» DESCRIPTION OF THE TASK: Below are lines of data; restate word for word those running from the line containing "the collar? Mark that spot." to the line containing "sneaker? Mark that spot.", inclusive, and no others.

•••••

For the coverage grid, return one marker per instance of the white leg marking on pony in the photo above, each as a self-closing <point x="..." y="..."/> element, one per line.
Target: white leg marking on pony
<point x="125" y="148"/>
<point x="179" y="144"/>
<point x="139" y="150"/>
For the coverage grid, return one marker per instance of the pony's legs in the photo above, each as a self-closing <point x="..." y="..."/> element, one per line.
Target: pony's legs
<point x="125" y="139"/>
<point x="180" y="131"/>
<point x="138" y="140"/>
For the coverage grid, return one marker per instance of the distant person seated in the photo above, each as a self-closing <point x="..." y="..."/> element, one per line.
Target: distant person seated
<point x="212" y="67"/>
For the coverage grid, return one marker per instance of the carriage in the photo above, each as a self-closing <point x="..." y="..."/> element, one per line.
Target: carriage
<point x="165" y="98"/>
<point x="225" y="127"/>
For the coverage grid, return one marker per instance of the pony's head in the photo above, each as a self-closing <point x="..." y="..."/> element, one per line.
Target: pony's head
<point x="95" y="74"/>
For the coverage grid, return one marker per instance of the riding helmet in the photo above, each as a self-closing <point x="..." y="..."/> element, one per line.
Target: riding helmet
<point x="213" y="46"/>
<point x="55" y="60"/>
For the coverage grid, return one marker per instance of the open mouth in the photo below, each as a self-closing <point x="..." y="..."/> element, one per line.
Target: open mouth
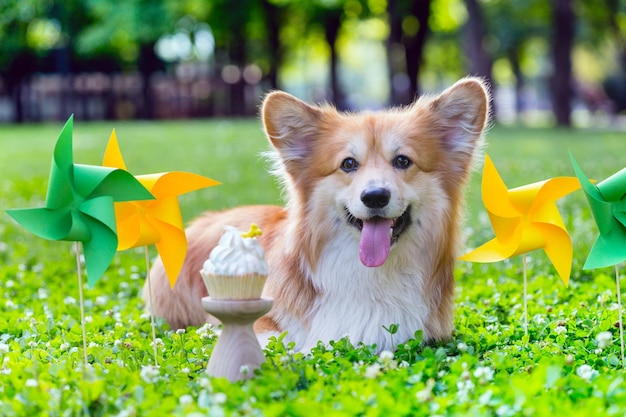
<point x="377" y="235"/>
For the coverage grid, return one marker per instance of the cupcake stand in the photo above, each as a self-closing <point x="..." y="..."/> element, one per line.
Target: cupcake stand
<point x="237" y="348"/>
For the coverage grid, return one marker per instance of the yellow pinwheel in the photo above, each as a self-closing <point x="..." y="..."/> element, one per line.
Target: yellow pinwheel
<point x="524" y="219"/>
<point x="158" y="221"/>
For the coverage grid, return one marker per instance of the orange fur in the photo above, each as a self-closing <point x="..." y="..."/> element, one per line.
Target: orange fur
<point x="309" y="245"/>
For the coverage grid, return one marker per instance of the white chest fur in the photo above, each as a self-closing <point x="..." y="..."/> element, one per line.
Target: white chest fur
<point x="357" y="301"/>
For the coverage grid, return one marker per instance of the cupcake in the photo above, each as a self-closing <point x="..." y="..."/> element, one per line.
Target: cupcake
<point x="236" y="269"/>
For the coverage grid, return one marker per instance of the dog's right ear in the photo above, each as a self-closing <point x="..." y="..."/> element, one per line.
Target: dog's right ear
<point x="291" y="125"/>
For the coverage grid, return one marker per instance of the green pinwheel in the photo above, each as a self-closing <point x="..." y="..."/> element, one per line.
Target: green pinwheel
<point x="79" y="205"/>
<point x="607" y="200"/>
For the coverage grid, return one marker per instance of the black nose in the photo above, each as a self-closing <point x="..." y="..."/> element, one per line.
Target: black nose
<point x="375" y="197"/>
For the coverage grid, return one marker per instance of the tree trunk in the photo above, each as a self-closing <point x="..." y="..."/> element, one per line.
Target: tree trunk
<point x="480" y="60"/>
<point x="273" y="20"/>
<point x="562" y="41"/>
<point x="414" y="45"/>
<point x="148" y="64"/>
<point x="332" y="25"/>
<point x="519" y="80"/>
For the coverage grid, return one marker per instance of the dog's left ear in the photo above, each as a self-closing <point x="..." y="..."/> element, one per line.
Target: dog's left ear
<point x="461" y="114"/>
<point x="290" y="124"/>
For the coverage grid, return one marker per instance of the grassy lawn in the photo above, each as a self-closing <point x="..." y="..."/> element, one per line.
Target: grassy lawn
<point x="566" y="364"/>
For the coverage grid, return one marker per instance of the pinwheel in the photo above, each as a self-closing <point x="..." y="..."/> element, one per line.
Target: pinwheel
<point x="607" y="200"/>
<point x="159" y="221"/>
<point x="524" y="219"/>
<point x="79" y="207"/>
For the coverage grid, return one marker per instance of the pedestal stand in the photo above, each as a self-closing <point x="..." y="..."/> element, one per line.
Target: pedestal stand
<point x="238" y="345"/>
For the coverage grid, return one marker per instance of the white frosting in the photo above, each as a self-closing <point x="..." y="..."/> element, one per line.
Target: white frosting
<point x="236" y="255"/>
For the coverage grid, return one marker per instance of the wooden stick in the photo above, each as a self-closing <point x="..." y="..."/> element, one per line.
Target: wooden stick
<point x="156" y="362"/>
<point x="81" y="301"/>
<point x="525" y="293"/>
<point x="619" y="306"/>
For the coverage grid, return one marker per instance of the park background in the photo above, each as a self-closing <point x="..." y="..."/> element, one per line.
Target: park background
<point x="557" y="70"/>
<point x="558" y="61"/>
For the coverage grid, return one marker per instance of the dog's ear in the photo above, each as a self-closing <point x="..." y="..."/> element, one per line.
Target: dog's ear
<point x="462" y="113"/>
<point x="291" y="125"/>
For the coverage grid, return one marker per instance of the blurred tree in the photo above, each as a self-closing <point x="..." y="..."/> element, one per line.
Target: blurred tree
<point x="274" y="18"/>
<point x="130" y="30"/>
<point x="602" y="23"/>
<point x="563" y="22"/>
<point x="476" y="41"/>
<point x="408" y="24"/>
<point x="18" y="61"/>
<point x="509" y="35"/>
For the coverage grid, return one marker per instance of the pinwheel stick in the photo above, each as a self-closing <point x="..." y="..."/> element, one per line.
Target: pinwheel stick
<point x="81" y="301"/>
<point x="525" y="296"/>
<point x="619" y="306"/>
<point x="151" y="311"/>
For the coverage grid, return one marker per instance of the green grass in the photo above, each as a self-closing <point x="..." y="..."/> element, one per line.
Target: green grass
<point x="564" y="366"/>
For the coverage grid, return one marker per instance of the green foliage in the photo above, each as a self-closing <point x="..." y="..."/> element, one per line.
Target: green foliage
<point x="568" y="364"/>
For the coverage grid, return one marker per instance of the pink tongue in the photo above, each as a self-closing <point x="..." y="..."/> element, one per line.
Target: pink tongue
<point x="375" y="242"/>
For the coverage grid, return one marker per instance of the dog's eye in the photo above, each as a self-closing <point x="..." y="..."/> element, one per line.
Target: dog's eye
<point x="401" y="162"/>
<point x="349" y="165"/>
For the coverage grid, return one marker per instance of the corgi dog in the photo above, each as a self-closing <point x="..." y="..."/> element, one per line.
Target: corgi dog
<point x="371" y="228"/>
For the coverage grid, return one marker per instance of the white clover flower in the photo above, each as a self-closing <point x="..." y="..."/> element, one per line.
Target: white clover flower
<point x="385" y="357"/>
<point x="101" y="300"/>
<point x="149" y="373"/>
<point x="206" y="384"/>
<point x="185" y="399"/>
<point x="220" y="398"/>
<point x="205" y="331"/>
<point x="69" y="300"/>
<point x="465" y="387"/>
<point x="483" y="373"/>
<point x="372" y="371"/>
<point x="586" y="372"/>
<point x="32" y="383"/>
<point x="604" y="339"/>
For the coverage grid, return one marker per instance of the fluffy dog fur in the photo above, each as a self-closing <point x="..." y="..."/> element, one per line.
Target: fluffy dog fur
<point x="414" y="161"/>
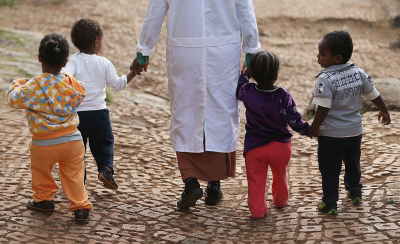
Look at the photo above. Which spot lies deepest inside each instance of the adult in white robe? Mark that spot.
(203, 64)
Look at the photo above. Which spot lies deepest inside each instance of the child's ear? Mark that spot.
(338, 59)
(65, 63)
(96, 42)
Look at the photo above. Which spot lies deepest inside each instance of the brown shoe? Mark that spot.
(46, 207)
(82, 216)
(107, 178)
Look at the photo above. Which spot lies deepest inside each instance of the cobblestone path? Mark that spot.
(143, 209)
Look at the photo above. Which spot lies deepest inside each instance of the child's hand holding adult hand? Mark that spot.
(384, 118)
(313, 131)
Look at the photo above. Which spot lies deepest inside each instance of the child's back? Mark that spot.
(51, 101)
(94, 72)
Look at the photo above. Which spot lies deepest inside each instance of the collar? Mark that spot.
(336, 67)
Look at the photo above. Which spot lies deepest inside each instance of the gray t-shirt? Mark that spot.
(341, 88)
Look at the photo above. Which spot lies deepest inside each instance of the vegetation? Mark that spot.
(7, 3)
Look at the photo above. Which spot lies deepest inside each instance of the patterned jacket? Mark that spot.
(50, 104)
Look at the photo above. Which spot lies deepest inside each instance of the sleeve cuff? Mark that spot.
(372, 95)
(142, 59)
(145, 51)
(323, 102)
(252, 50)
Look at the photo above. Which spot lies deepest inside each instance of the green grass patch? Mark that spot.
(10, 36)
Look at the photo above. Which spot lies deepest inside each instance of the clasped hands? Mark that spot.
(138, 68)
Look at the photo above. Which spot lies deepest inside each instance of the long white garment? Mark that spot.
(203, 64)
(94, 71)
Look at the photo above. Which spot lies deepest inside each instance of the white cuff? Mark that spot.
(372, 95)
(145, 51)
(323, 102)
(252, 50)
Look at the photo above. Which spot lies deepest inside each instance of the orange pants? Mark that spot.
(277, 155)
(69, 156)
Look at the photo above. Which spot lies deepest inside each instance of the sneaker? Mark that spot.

•••••

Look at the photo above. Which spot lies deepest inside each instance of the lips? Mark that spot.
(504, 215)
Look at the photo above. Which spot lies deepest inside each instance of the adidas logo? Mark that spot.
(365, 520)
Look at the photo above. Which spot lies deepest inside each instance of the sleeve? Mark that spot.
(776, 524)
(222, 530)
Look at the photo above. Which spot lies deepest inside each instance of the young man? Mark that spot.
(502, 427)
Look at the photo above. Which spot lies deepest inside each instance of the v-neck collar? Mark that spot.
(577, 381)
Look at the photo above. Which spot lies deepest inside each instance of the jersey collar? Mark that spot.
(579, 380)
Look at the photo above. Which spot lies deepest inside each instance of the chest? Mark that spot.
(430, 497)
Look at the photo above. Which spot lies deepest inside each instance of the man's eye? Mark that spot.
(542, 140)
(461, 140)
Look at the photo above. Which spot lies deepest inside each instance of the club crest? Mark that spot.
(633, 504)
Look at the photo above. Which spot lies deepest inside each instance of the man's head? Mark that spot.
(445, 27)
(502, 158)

•••••

» RESPONSE:
Look at the photo above. Which spot lies deepest inside each instance of the collar? Mark that spot.
(336, 67)
Look at the photo above. Which spot lies deepest inside each instance of the gray t-shirt? Mark that spot.
(341, 88)
Look at the photo above. Which spot lies deepest inside each instance of the vegetation? Mark that spot.
(7, 3)
Look at the photo above. Which spot lies deepest inside each instance of the patterned jacket? Mark that spot.
(50, 104)
Look at the photo above. Which spot lies deepest inside each instance of the sleeve cuff? Mark that spot.
(372, 95)
(142, 59)
(145, 51)
(323, 102)
(252, 50)
Look at the photo above. Which spot lies deepest inside each instance of the green grass patch? Mark that spot.
(10, 36)
Look at the photo above. Which spot lies deepest inside each instance of the clasped hands? Mark that spot.
(138, 68)
Look at the photo above. Which spot lies deepest inside each instance of the long white garment? Mark that spot.
(203, 64)
(94, 71)
Look at the photo above. Which spot lies deepest inside each instance of the white cuff? Mark that spot.
(372, 95)
(145, 51)
(323, 102)
(252, 50)
Look at the photo above. Which spot lies deepest inside each instance of the orange pants? Mark that spot.
(277, 155)
(69, 156)
Look at the photo above. Which spot lies deepest inside each instance of the sneaker? Mark that spot.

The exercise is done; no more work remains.